* [DATA EXTRACTS]
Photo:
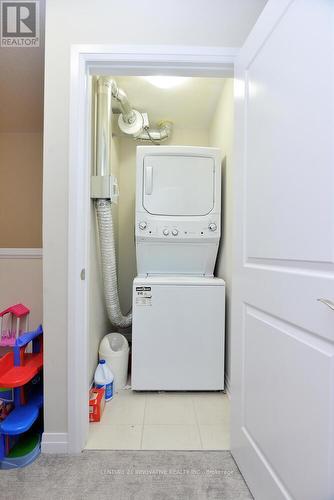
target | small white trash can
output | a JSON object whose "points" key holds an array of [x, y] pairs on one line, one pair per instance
{"points": [[114, 348]]}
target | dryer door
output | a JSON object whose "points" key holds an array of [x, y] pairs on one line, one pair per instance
{"points": [[178, 185]]}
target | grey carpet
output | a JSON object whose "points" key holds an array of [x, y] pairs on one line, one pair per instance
{"points": [[128, 475]]}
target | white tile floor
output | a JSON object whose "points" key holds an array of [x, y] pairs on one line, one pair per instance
{"points": [[163, 421]]}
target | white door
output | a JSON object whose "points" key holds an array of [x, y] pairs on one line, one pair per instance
{"points": [[282, 335]]}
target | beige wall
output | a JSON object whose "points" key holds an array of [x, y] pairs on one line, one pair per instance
{"points": [[21, 190], [102, 22], [127, 179], [221, 136]]}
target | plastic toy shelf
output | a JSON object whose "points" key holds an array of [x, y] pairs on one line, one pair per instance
{"points": [[16, 376]]}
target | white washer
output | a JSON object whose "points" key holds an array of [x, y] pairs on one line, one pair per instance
{"points": [[178, 333], [178, 205]]}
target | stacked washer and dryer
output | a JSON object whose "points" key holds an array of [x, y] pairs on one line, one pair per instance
{"points": [[178, 304]]}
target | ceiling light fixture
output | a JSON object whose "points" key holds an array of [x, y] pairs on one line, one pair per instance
{"points": [[165, 82]]}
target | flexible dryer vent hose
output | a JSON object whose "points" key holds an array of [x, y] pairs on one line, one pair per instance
{"points": [[108, 261]]}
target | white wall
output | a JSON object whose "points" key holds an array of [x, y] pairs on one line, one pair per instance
{"points": [[221, 136], [190, 22], [127, 254]]}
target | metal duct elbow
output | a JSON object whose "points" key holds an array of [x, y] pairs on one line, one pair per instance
{"points": [[156, 135]]}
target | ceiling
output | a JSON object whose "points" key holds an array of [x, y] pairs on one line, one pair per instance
{"points": [[190, 105]]}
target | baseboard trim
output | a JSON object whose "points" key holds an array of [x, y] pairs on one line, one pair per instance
{"points": [[54, 442], [21, 253], [227, 386]]}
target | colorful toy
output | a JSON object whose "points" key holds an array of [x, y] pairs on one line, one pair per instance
{"points": [[20, 429], [9, 333]]}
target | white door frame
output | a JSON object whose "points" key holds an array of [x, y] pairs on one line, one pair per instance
{"points": [[114, 60]]}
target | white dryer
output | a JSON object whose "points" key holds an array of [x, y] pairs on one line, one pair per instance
{"points": [[178, 205]]}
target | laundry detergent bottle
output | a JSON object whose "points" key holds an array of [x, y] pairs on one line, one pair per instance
{"points": [[103, 377]]}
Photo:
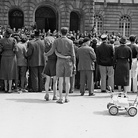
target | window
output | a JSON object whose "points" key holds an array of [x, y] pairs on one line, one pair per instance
{"points": [[124, 25], [16, 19], [98, 23]]}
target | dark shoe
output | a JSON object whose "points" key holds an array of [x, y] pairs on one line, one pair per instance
{"points": [[103, 91], [91, 94], [60, 101], [46, 97], [63, 91], [66, 100], [54, 97], [9, 91], [71, 91], [82, 94]]}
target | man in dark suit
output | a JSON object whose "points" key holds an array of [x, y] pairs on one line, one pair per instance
{"points": [[63, 47], [86, 57], [105, 55], [36, 60]]}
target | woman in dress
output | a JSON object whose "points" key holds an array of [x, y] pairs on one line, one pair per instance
{"points": [[123, 61], [8, 68]]}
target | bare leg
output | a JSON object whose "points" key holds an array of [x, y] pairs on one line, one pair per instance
{"points": [[47, 87], [67, 81], [119, 88], [60, 87], [10, 85], [125, 89], [6, 85], [54, 86]]}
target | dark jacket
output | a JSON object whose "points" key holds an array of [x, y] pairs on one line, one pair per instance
{"points": [[86, 57], [35, 53], [105, 54]]}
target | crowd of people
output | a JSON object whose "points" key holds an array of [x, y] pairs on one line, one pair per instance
{"points": [[38, 61]]}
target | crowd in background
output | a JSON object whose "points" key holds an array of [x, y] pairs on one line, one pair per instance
{"points": [[104, 46]]}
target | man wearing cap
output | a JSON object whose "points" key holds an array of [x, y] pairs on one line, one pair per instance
{"points": [[134, 68], [86, 57], [64, 66], [105, 55], [36, 60]]}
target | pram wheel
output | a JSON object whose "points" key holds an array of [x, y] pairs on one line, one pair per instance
{"points": [[132, 111], [113, 110], [109, 104]]}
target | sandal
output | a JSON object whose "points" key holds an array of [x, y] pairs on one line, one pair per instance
{"points": [[54, 97], [46, 97], [60, 101], [66, 100]]}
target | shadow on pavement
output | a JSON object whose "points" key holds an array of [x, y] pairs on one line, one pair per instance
{"points": [[32, 101]]}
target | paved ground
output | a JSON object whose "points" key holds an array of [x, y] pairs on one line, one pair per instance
{"points": [[28, 115]]}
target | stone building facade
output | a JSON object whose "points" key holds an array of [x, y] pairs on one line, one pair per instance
{"points": [[51, 14], [107, 15]]}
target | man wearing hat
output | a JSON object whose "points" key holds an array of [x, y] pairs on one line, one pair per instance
{"points": [[123, 61], [134, 68], [64, 66], [105, 54], [86, 58], [35, 54]]}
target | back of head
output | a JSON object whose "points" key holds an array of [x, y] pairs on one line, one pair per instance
{"points": [[49, 40], [64, 31], [123, 40], [36, 33], [104, 37], [8, 32], [132, 38], [23, 38]]}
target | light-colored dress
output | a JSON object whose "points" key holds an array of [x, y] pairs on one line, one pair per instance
{"points": [[8, 67]]}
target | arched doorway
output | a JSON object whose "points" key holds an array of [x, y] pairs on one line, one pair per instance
{"points": [[16, 19], [74, 21], [45, 18]]}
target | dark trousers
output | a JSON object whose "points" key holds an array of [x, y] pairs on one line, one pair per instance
{"points": [[22, 76], [36, 78], [86, 79]]}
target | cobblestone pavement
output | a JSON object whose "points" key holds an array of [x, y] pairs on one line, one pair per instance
{"points": [[28, 115]]}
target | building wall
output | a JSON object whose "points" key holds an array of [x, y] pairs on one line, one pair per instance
{"points": [[110, 12], [63, 9]]}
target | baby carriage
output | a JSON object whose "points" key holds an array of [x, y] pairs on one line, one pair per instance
{"points": [[119, 101]]}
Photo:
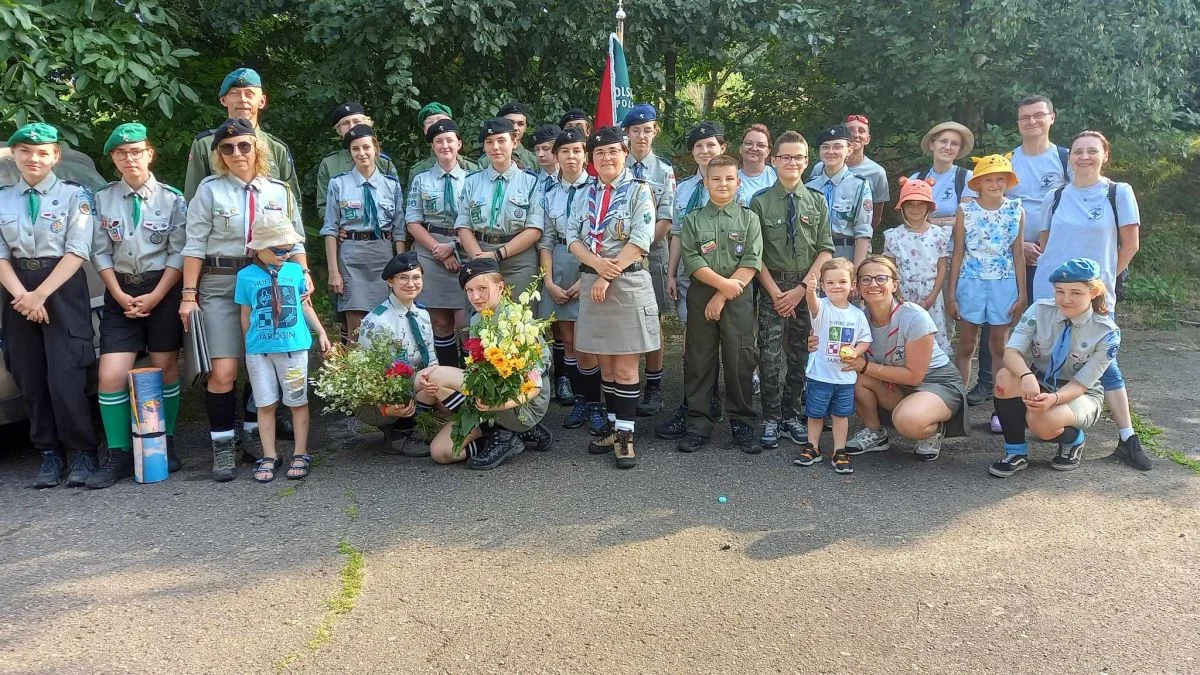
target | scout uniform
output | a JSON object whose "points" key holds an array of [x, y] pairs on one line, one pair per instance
{"points": [[371, 214], [433, 203], [795, 231], [724, 239], [39, 226], [497, 207]]}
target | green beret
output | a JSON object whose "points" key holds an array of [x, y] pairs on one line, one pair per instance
{"points": [[127, 132], [432, 108], [35, 133]]}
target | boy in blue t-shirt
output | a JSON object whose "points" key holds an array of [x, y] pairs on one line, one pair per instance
{"points": [[276, 321]]}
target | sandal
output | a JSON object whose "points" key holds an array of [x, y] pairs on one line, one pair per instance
{"points": [[265, 469], [300, 466]]}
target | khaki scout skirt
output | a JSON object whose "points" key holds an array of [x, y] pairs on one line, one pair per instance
{"points": [[625, 323]]}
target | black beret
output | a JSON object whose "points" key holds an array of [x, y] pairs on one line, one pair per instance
{"points": [[513, 108], [569, 135], [495, 126], [355, 132], [401, 262], [545, 133], [605, 136], [345, 111], [229, 129], [439, 127], [705, 130]]}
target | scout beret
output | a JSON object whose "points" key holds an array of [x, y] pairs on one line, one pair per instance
{"points": [[439, 127], [355, 132], [401, 262], [605, 136], [1075, 270], [705, 130], [240, 77], [640, 113], [127, 132], [496, 126], [432, 108], [35, 133], [229, 129], [545, 133], [345, 111], [475, 267], [574, 114], [513, 108], [569, 135], [832, 133]]}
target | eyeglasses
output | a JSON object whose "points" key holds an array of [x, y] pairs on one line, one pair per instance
{"points": [[241, 148]]}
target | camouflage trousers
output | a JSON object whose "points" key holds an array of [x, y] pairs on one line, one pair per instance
{"points": [[783, 354]]}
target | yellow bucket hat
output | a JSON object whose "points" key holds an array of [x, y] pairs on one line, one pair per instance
{"points": [[990, 165]]}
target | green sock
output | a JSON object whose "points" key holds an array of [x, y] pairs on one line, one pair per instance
{"points": [[171, 405], [114, 412]]}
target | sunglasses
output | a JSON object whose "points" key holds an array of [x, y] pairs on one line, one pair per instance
{"points": [[241, 148]]}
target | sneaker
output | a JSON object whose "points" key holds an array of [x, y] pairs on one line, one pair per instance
{"points": [[1132, 453], [675, 428], [501, 446], [575, 418], [691, 442], [795, 429], [84, 465], [563, 393], [1008, 466], [117, 466], [931, 448], [51, 473], [769, 438], [808, 455], [840, 461], [743, 437], [651, 401], [539, 437], [868, 441]]}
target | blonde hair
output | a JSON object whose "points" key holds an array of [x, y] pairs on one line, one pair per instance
{"points": [[262, 163]]}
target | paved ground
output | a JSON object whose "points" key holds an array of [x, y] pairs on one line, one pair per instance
{"points": [[558, 562]]}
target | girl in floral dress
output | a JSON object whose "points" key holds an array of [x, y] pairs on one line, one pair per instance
{"points": [[922, 251]]}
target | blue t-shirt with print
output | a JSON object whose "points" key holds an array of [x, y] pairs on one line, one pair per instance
{"points": [[265, 334]]}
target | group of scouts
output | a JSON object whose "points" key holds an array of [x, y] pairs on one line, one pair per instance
{"points": [[762, 267]]}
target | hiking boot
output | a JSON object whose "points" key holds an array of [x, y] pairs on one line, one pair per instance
{"points": [[118, 465], [223, 460], [575, 418], [538, 438], [868, 441], [652, 400], [623, 451], [501, 446], [83, 466], [675, 428], [51, 473]]}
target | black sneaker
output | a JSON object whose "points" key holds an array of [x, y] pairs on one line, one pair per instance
{"points": [[51, 473], [538, 438], [118, 465], [743, 437], [691, 442], [501, 446], [675, 428], [1132, 453]]}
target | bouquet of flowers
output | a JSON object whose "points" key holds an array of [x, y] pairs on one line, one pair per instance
{"points": [[375, 372], [504, 360]]}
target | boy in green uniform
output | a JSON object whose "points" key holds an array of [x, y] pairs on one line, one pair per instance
{"points": [[796, 242], [721, 251]]}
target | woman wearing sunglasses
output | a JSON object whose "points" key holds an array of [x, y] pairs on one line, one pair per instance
{"points": [[904, 372], [220, 220]]}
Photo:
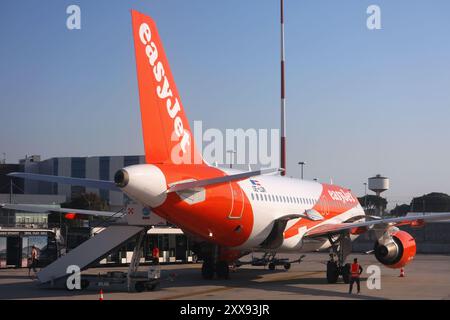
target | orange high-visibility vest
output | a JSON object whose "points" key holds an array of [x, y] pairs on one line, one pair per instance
{"points": [[355, 270]]}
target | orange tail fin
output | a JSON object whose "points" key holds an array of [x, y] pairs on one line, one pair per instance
{"points": [[167, 135]]}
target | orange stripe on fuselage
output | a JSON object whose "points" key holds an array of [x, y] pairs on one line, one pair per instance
{"points": [[334, 200], [212, 215]]}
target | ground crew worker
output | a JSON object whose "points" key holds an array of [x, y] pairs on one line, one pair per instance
{"points": [[155, 254], [355, 272], [34, 258]]}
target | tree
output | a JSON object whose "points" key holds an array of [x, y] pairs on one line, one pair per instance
{"points": [[432, 202]]}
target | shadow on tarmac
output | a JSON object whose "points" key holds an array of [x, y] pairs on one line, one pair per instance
{"points": [[190, 279]]}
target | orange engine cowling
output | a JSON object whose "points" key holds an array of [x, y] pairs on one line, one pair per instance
{"points": [[398, 252]]}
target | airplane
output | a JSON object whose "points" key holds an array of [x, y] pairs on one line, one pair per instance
{"points": [[235, 212]]}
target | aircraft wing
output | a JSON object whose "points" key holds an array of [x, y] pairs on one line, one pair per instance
{"points": [[89, 183], [51, 209], [212, 181], [330, 229]]}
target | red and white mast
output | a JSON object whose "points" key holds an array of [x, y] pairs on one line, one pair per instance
{"points": [[283, 101]]}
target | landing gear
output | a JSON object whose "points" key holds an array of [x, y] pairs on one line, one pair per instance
{"points": [[340, 249], [208, 269], [222, 270], [213, 266]]}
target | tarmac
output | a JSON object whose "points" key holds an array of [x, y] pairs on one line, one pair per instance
{"points": [[427, 277]]}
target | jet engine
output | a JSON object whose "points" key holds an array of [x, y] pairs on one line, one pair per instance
{"points": [[396, 252]]}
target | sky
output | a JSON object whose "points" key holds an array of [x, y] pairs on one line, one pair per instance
{"points": [[359, 102]]}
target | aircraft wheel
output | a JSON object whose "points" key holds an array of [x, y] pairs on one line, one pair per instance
{"points": [[139, 286], [222, 270], [207, 270], [332, 272], [346, 273]]}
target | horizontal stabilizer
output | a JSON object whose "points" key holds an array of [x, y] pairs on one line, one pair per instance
{"points": [[330, 229], [89, 183], [212, 181]]}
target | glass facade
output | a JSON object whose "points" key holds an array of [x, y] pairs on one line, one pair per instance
{"points": [[104, 166], [78, 170], [55, 173]]}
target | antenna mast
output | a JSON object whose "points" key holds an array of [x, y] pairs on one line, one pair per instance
{"points": [[283, 101]]}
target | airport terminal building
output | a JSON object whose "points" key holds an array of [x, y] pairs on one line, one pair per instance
{"points": [[15, 239]]}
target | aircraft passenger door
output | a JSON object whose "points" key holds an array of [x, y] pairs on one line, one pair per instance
{"points": [[237, 203]]}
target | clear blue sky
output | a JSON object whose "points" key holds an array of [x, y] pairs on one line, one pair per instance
{"points": [[359, 102]]}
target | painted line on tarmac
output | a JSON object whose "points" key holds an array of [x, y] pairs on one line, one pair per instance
{"points": [[203, 292]]}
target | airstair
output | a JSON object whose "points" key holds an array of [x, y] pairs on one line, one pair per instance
{"points": [[89, 251]]}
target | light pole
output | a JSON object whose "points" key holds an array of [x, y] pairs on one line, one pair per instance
{"points": [[302, 163], [231, 152], [365, 195]]}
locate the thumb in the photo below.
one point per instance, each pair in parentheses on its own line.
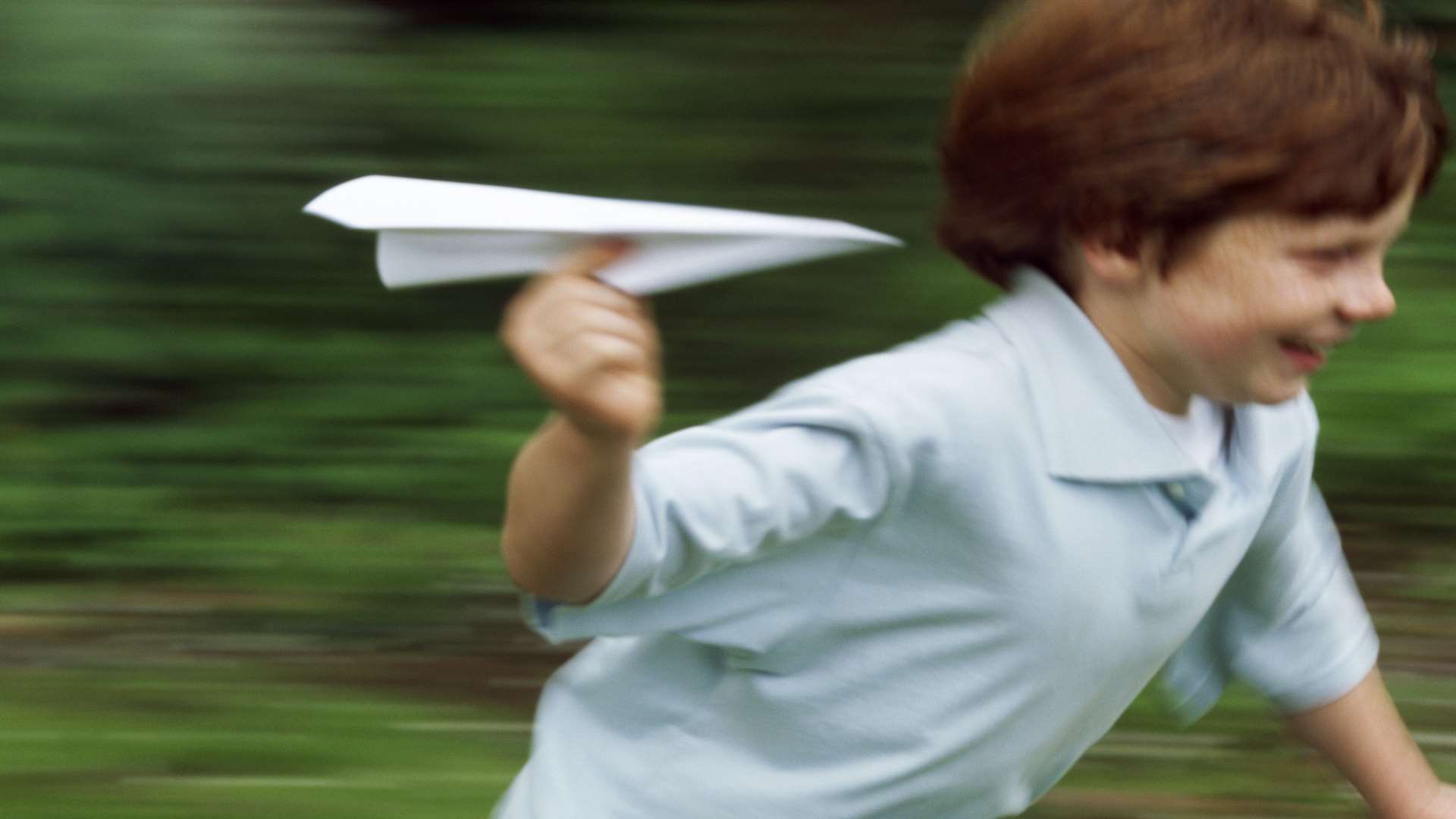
(593,257)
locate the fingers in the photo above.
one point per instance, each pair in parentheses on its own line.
(592,349)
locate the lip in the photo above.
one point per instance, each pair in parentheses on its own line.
(1304,359)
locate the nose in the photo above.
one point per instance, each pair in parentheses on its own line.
(1366,297)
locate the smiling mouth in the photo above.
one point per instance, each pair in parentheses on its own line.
(1304,354)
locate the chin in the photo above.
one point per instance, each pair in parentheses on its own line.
(1277,394)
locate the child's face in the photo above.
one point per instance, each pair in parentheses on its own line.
(1253,311)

* [TASK TO COMPLETE]
Look above for the line containing "target | red and white mast". Output from there through the line containing "target | aircraft passenger door", exactly and inclusively.

* [RESULT OF THIS EXERCISE]
target | red and white mast
output | a JSON object whose "points" key holds an array of [x, y] pairs on one line, one pair per instance
{"points": [[283, 101]]}
target | landing gear
output | a JSON object whose "points" key holds an array of [x, y] pairs on one line, one pair per instance
{"points": [[340, 249], [208, 269], [222, 270], [213, 266]]}
target | tarmac
output | a JSON object whose "points" key holds an array of [x, y] pairs on one line, one pair per instance
{"points": [[427, 277]]}
target | jet engine
output | a JSON object whose "points" key holds an array of [x, y] pairs on one line, one pair per instance
{"points": [[396, 252]]}
target | sky
output | a JSON object whose "points" key holds an array of [x, y] pairs on one line, one pair per instance
{"points": [[359, 102]]}
target | aircraft wheel
output | a JSON object whose "points" key holds an array of [x, y] pairs on one line, one pair per instance
{"points": [[139, 286], [222, 270], [207, 270], [332, 272], [346, 273]]}
target | horizontal stabilizer
output | a JSON object whose "points" key holds an array of [x, y] pairs on one line, one pair per instance
{"points": [[330, 229], [89, 183], [212, 181]]}
target | glass facade
output | a JSON object whose "points" key holds an array of [x, y] pairs on one line, one pair per instance
{"points": [[104, 166], [78, 170], [55, 173]]}
target | antenna mast
output | a JSON object whose "points" key holds an array of [x, y] pairs on one line, one pair per instance
{"points": [[283, 101]]}
target | airport terminal building
output | a JSON object whose "points" key holds an array of [x, y] pairs on one line, one pair per instance
{"points": [[15, 239]]}
target | aircraft passenger door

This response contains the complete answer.